(Box annotation data, row by row)
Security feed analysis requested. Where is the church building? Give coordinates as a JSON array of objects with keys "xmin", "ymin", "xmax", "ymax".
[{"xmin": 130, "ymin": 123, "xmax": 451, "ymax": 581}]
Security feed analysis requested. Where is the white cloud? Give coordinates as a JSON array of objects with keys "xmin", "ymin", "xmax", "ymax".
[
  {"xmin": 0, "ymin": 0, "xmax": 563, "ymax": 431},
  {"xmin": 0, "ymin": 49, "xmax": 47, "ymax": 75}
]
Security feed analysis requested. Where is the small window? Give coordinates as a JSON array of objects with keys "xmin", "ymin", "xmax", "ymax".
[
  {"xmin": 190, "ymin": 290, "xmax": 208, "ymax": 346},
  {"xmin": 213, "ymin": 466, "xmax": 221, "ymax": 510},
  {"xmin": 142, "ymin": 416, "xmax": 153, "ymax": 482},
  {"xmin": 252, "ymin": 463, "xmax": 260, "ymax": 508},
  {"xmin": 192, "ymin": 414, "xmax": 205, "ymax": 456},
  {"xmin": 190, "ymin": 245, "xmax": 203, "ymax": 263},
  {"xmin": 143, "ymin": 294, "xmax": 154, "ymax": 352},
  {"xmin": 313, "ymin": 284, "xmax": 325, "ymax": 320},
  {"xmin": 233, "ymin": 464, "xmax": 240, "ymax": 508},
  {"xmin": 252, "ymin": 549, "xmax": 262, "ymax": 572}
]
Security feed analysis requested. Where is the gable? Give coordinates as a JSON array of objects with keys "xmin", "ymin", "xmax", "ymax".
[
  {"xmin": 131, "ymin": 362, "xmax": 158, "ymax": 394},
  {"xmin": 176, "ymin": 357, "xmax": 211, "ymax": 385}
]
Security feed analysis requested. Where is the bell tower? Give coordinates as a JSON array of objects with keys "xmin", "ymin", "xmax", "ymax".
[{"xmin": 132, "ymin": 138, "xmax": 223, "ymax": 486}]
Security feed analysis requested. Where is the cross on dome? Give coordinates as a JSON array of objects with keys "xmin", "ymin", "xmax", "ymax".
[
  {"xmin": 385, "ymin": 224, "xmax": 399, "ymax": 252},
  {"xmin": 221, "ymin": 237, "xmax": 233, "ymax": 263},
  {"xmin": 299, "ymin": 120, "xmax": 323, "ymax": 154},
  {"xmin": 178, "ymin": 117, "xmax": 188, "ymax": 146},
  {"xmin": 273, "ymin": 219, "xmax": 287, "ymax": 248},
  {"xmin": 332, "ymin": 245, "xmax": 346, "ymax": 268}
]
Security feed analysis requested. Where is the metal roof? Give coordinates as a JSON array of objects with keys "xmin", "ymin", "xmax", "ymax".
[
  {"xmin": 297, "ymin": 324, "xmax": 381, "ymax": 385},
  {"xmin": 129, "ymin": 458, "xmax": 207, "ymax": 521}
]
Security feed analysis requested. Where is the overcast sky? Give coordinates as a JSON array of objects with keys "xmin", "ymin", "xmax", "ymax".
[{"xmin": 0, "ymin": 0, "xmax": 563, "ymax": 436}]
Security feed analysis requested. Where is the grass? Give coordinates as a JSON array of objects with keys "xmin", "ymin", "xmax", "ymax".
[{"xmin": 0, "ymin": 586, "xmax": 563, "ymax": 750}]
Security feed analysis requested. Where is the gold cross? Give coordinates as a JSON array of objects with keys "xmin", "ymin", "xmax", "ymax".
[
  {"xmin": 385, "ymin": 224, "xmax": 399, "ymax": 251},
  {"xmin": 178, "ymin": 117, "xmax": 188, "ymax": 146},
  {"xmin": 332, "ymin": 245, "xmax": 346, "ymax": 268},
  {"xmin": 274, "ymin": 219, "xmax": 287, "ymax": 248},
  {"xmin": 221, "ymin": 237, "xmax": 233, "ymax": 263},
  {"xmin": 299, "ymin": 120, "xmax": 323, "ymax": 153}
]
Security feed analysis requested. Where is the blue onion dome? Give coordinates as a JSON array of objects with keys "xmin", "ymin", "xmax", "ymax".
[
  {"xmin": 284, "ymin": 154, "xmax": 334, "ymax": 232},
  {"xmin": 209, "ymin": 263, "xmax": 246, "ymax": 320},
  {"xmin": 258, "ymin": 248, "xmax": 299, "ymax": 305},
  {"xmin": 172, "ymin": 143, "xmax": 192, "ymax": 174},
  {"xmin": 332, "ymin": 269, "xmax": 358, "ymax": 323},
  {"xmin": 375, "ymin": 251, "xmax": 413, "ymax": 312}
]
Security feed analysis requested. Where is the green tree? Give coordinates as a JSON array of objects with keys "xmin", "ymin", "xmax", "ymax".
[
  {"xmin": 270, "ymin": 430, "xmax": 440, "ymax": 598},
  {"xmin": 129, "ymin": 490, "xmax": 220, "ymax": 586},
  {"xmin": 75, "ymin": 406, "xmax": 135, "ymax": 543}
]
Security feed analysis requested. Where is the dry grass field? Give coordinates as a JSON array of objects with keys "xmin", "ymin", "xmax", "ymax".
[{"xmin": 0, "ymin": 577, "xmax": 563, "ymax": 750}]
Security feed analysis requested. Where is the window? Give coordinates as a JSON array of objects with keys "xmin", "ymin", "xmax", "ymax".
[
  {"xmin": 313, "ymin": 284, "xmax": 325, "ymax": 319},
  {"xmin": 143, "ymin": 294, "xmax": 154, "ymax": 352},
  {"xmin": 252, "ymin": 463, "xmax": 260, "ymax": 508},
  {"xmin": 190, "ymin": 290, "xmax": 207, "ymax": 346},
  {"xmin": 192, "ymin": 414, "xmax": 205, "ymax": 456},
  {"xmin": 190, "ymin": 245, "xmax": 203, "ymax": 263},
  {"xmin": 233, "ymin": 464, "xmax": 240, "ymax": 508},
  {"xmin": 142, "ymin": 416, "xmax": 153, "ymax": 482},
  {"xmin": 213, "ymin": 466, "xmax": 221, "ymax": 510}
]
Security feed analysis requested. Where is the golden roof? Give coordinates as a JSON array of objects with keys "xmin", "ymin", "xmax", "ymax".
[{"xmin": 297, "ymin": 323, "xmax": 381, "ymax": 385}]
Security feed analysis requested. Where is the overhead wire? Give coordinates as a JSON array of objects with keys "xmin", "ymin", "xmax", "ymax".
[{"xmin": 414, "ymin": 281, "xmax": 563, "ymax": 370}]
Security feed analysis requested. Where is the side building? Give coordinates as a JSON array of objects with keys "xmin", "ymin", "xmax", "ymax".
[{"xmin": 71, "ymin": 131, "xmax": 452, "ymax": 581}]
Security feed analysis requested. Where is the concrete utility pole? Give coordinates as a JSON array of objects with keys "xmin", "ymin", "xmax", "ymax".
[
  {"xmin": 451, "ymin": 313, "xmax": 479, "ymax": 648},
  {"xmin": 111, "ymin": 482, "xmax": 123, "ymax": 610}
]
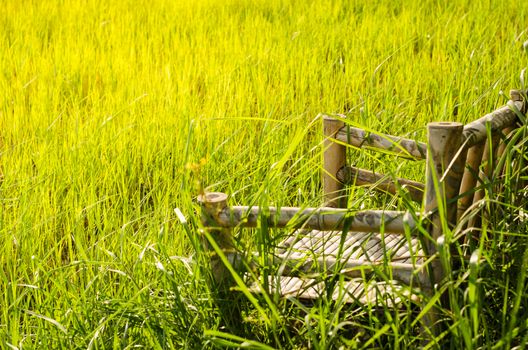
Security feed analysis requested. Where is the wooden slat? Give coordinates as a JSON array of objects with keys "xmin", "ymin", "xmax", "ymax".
[
  {"xmin": 251, "ymin": 276, "xmax": 420, "ymax": 307},
  {"xmin": 274, "ymin": 231, "xmax": 428, "ymax": 283},
  {"xmin": 337, "ymin": 166, "xmax": 425, "ymax": 202}
]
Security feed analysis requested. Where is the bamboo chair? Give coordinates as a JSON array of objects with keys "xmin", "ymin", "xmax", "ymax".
[{"xmin": 198, "ymin": 90, "xmax": 527, "ymax": 312}]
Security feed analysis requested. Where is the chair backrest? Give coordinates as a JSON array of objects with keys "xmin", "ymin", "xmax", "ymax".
[
  {"xmin": 322, "ymin": 90, "xmax": 527, "ymax": 218},
  {"xmin": 322, "ymin": 90, "xmax": 527, "ymax": 281}
]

* [WHAT YOU NEED TO DO] Reproduce all the material above, swapping "Security feed" for "Camera footage" wherever it appears and keeping everything else the same. Omit the pictures from your answer.

* [THE OUTPUT]
Camera footage analysis requested. Where is the church building? Give coordinates as a JSON array of objects with keys "xmin", "ymin", "xmax", "ymax".
[{"xmin": 130, "ymin": 123, "xmax": 451, "ymax": 581}]
Camera footage analysis requested. Where is the white cloud? Give coordinates as a JSON array of objects with keys "xmin", "ymin", "xmax", "ymax".
[
  {"xmin": 0, "ymin": 0, "xmax": 563, "ymax": 431},
  {"xmin": 0, "ymin": 49, "xmax": 47, "ymax": 75}
]
Camera footage analysis requested. Where is the small window? Give coordinates as a JSON array of objects with keys "xmin", "ymin", "xmax", "ymax".
[
  {"xmin": 190, "ymin": 290, "xmax": 208, "ymax": 346},
  {"xmin": 213, "ymin": 466, "xmax": 221, "ymax": 510},
  {"xmin": 142, "ymin": 416, "xmax": 153, "ymax": 482},
  {"xmin": 252, "ymin": 463, "xmax": 260, "ymax": 508},
  {"xmin": 192, "ymin": 414, "xmax": 205, "ymax": 456},
  {"xmin": 190, "ymin": 245, "xmax": 203, "ymax": 263},
  {"xmin": 143, "ymin": 294, "xmax": 154, "ymax": 352},
  {"xmin": 313, "ymin": 284, "xmax": 325, "ymax": 320},
  {"xmin": 233, "ymin": 464, "xmax": 240, "ymax": 508},
  {"xmin": 252, "ymin": 549, "xmax": 262, "ymax": 572}
]
Camera footage analysis requested. Where is the gable? Give coordinates as a JSON array of objects with keys "xmin", "ymin", "xmax", "ymax".
[
  {"xmin": 131, "ymin": 362, "xmax": 158, "ymax": 394},
  {"xmin": 176, "ymin": 357, "xmax": 211, "ymax": 385}
]
Camera footage analysis requested. Where is the bell tower? Give coordinates as a JSON array of objects with keys "xmin", "ymin", "xmax", "ymax".
[{"xmin": 132, "ymin": 138, "xmax": 223, "ymax": 486}]
Camera footage analysis requested. Where is the cross on dome? Give coordinates as a JSON array of objects with keys "xmin", "ymin", "xmax", "ymax".
[
  {"xmin": 385, "ymin": 224, "xmax": 399, "ymax": 252},
  {"xmin": 221, "ymin": 237, "xmax": 233, "ymax": 263},
  {"xmin": 299, "ymin": 120, "xmax": 323, "ymax": 154},
  {"xmin": 178, "ymin": 117, "xmax": 188, "ymax": 146},
  {"xmin": 273, "ymin": 219, "xmax": 287, "ymax": 248},
  {"xmin": 332, "ymin": 245, "xmax": 346, "ymax": 268}
]
Camera footage analysis requested. Where is the metal roof? Give coordinates as a JSON array of objects with keys "xmin", "ymin", "xmax", "ymax".
[
  {"xmin": 297, "ymin": 324, "xmax": 381, "ymax": 385},
  {"xmin": 129, "ymin": 458, "xmax": 207, "ymax": 521}
]
Camera footage analysis requested. Where is the overcast sky? Give coordinates as a JSON array of objects with keys "xmin", "ymin", "xmax", "ymax".
[{"xmin": 0, "ymin": 0, "xmax": 563, "ymax": 436}]
Camera footage analysis requested. Where is the grass? Give coordinates as a JSON array of objects with keys "xmin", "ymin", "xmax", "ymax".
[{"xmin": 0, "ymin": 586, "xmax": 563, "ymax": 750}]
Camera footage analysis requested. Where is the gold cross? Give coordinates as a JSON array of objects with keys "xmin", "ymin", "xmax", "ymax".
[
  {"xmin": 385, "ymin": 224, "xmax": 399, "ymax": 251},
  {"xmin": 178, "ymin": 117, "xmax": 188, "ymax": 146},
  {"xmin": 332, "ymin": 245, "xmax": 346, "ymax": 268},
  {"xmin": 274, "ymin": 219, "xmax": 287, "ymax": 248},
  {"xmin": 221, "ymin": 237, "xmax": 233, "ymax": 263},
  {"xmin": 299, "ymin": 120, "xmax": 323, "ymax": 153}
]
Camera footage analysis requested. Where is the blue onion dome? Give coordinates as a JSON array of objects with keys "xmin", "ymin", "xmax", "ymax".
[
  {"xmin": 284, "ymin": 154, "xmax": 334, "ymax": 232},
  {"xmin": 209, "ymin": 263, "xmax": 246, "ymax": 320},
  {"xmin": 258, "ymin": 248, "xmax": 299, "ymax": 305},
  {"xmin": 172, "ymin": 143, "xmax": 192, "ymax": 174},
  {"xmin": 332, "ymin": 269, "xmax": 358, "ymax": 323},
  {"xmin": 375, "ymin": 251, "xmax": 413, "ymax": 312}
]
Camera footage analysis requested. Where is the green tree? Give coordinates as a JSON array of objects with keys "xmin", "ymin", "xmax", "ymax".
[
  {"xmin": 270, "ymin": 430, "xmax": 440, "ymax": 598},
  {"xmin": 129, "ymin": 490, "xmax": 220, "ymax": 586},
  {"xmin": 75, "ymin": 406, "xmax": 135, "ymax": 543}
]
Camera footage analysis requested. Where is the dry grass field? Give coordinates as a JSON array of objects with keys "xmin", "ymin", "xmax", "ymax".
[{"xmin": 0, "ymin": 577, "xmax": 563, "ymax": 750}]
Camera footage analysis requested. Where is the window? Give coordinates as a JSON array of objects with keys "xmin", "ymin", "xmax", "ymax".
[
  {"xmin": 313, "ymin": 284, "xmax": 325, "ymax": 319},
  {"xmin": 143, "ymin": 294, "xmax": 154, "ymax": 352},
  {"xmin": 252, "ymin": 463, "xmax": 260, "ymax": 508},
  {"xmin": 190, "ymin": 290, "xmax": 207, "ymax": 346},
  {"xmin": 192, "ymin": 414, "xmax": 205, "ymax": 456},
  {"xmin": 190, "ymin": 245, "xmax": 203, "ymax": 263},
  {"xmin": 233, "ymin": 464, "xmax": 240, "ymax": 508},
  {"xmin": 142, "ymin": 416, "xmax": 153, "ymax": 482},
  {"xmin": 213, "ymin": 466, "xmax": 221, "ymax": 510}
]
Camera footage analysis requested. Where is the golden roof? Give coordinates as a JSON array of objects with keys "xmin", "ymin", "xmax", "ymax".
[{"xmin": 297, "ymin": 323, "xmax": 381, "ymax": 385}]
Camera footage analysis requested. Where is the overhead wire? Give coordinates as a JSON array of objects with keys "xmin", "ymin", "xmax", "ymax".
[{"xmin": 414, "ymin": 281, "xmax": 563, "ymax": 370}]
Camera footage analysis requested. Where is the side building? Give coordinates as a JSON array of objects with keys "xmin", "ymin", "xmax", "ymax".
[{"xmin": 71, "ymin": 131, "xmax": 452, "ymax": 581}]
Camera footage analysis requested. Where is the concrete utility pole? Give coordinates as a JSON array of objects with keys "xmin", "ymin", "xmax", "ymax".
[
  {"xmin": 451, "ymin": 313, "xmax": 479, "ymax": 648},
  {"xmin": 111, "ymin": 482, "xmax": 123, "ymax": 610}
]
Camera footage analysis requested. Where is the wooden slat? Give coordinates as a JSON array of objects with keys "xmin", "ymin", "xmax", "ymax".
[
  {"xmin": 251, "ymin": 276, "xmax": 420, "ymax": 307},
  {"xmin": 274, "ymin": 231, "xmax": 428, "ymax": 283},
  {"xmin": 337, "ymin": 166, "xmax": 425, "ymax": 202}
]
Camera footage analysis requested. Where is the bamboo chair? Give coordinates as a JSON array of objects with keys "xmin", "ymin", "xmax", "ymax".
[{"xmin": 198, "ymin": 90, "xmax": 527, "ymax": 312}]
Camera footage analysis requested. Where is the chair backrest? Give coordinates as a JSON array of objects with keys "xmin", "ymin", "xmax", "ymax".
[
  {"xmin": 322, "ymin": 90, "xmax": 527, "ymax": 218},
  {"xmin": 322, "ymin": 90, "xmax": 527, "ymax": 281}
]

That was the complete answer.